Text for analysis START
Political Animal

Blog

December 10, 2012 5:15 PM The Big Story of 2012

By Ed Kilgore

Here’s quite a lede from Dan Froomkin at HuffPost:

Post-mortems of contemporary election coverage typically include regrets about horserace journalism, he-said-she-said stenography, and the lack of enlightening stories about the issues.
But according to longtime political observers Thomas Mann and Norman Ornstein, campaign coverage in 2012 was a particularly calamitous failure, almost entirely missing the single biggest story of the race: Namely, the radical right-wing, off-the-rails lurch of the Republican Party, both in terms of its agenda and its relationship to the truth.

I’m going to have to plead innocence on that charge. But Mann and Ornstein, of course, in interviews with Froomkin, are talking about our powerful friends in the MSM:

“The mainstream press really has such a difficult time trying to cope with asymmetry between the two parties’ agendas and connections to facts and truth,” said Mann, who has spent nearly three decades as a congressional scholar at the centrist Brookings Institution.
Text for analysis END
§ Instruction 1:
Edit the rows from the first line of the rows through the line containing "negative clicks: (431, 136)", inclusive, replacing "positive clicks" with "foreground clicks" and leaving everything else unchanged.
The data START
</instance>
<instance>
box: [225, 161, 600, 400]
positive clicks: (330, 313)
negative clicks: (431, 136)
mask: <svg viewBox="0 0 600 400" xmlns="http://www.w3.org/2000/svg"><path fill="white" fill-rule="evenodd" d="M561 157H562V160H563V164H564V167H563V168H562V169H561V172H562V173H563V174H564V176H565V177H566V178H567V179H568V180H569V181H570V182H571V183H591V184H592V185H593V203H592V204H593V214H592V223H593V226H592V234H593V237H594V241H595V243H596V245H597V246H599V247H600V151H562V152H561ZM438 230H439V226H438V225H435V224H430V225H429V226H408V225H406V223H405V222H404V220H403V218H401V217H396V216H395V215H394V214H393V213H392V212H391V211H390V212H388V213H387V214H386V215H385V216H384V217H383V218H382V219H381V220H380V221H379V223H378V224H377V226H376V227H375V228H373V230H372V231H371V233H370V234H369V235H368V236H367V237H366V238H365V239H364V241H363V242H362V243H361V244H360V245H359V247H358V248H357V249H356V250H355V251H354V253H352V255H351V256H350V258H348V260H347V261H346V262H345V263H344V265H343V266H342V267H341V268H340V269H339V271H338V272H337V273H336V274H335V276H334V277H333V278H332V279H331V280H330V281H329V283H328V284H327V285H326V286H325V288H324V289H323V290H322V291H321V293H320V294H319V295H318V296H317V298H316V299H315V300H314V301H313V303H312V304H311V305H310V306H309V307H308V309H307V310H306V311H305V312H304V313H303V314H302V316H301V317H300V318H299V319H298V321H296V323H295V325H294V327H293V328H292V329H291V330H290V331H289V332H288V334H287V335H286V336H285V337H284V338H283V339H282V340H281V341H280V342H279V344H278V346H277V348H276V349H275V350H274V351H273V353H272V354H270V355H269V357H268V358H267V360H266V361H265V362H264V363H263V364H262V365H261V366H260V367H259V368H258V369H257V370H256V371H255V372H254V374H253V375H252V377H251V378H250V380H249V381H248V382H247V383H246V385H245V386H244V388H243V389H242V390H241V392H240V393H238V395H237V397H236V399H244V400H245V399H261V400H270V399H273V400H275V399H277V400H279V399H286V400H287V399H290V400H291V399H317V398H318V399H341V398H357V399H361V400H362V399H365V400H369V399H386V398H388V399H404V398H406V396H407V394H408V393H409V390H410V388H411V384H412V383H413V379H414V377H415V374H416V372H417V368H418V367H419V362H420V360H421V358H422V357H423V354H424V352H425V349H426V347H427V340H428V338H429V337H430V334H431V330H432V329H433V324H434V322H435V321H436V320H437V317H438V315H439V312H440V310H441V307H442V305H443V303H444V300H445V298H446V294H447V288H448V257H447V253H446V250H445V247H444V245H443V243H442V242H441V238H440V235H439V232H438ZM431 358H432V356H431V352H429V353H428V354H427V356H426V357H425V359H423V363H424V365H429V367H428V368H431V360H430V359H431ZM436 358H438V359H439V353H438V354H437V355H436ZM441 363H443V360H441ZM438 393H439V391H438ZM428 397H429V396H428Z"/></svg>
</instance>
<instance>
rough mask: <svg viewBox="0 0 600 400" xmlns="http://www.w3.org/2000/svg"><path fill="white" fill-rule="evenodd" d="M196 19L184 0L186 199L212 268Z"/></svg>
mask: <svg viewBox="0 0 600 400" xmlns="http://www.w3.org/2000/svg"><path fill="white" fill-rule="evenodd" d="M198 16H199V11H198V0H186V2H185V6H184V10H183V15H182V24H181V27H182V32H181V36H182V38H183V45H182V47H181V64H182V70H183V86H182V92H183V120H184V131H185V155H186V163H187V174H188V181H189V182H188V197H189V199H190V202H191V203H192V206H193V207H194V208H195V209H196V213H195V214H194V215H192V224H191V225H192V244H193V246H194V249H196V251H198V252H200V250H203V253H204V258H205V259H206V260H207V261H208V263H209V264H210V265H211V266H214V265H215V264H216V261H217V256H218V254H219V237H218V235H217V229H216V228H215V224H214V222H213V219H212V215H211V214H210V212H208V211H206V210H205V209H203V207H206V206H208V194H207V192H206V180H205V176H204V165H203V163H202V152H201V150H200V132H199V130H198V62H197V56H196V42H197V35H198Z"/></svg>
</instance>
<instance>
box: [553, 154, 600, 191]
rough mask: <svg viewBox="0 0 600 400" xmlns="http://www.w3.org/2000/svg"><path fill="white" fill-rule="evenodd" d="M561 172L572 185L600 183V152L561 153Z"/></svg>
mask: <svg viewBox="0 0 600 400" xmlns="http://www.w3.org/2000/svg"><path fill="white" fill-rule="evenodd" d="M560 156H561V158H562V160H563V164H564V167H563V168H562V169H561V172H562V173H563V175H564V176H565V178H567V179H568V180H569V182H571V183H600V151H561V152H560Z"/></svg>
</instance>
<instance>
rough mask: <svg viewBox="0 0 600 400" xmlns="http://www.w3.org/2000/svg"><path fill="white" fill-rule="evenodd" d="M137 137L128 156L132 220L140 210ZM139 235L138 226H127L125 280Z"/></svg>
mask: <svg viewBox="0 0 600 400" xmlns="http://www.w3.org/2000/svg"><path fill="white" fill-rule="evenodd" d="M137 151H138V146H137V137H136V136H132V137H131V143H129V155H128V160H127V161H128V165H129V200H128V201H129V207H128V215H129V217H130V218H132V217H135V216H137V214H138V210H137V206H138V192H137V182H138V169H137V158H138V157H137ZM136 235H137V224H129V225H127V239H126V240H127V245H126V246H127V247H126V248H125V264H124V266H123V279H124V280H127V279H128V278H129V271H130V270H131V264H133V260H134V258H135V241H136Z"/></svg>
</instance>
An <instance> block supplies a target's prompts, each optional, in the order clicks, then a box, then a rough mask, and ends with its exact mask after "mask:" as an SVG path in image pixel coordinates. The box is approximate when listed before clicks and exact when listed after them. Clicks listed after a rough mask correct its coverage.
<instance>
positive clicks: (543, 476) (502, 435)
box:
The data END
§ Instruction 2:
In the blog post about 2012 campaign coverage, where has Thomas Mann spent nearly three decades as a congressional scholar?

§ Response box 1:
</instance>
<instance>
box: [225, 161, 600, 400]
foreground clicks: (330, 313)
negative clicks: (431, 136)

§ Response box 2:
At the centrist Brookings Institution.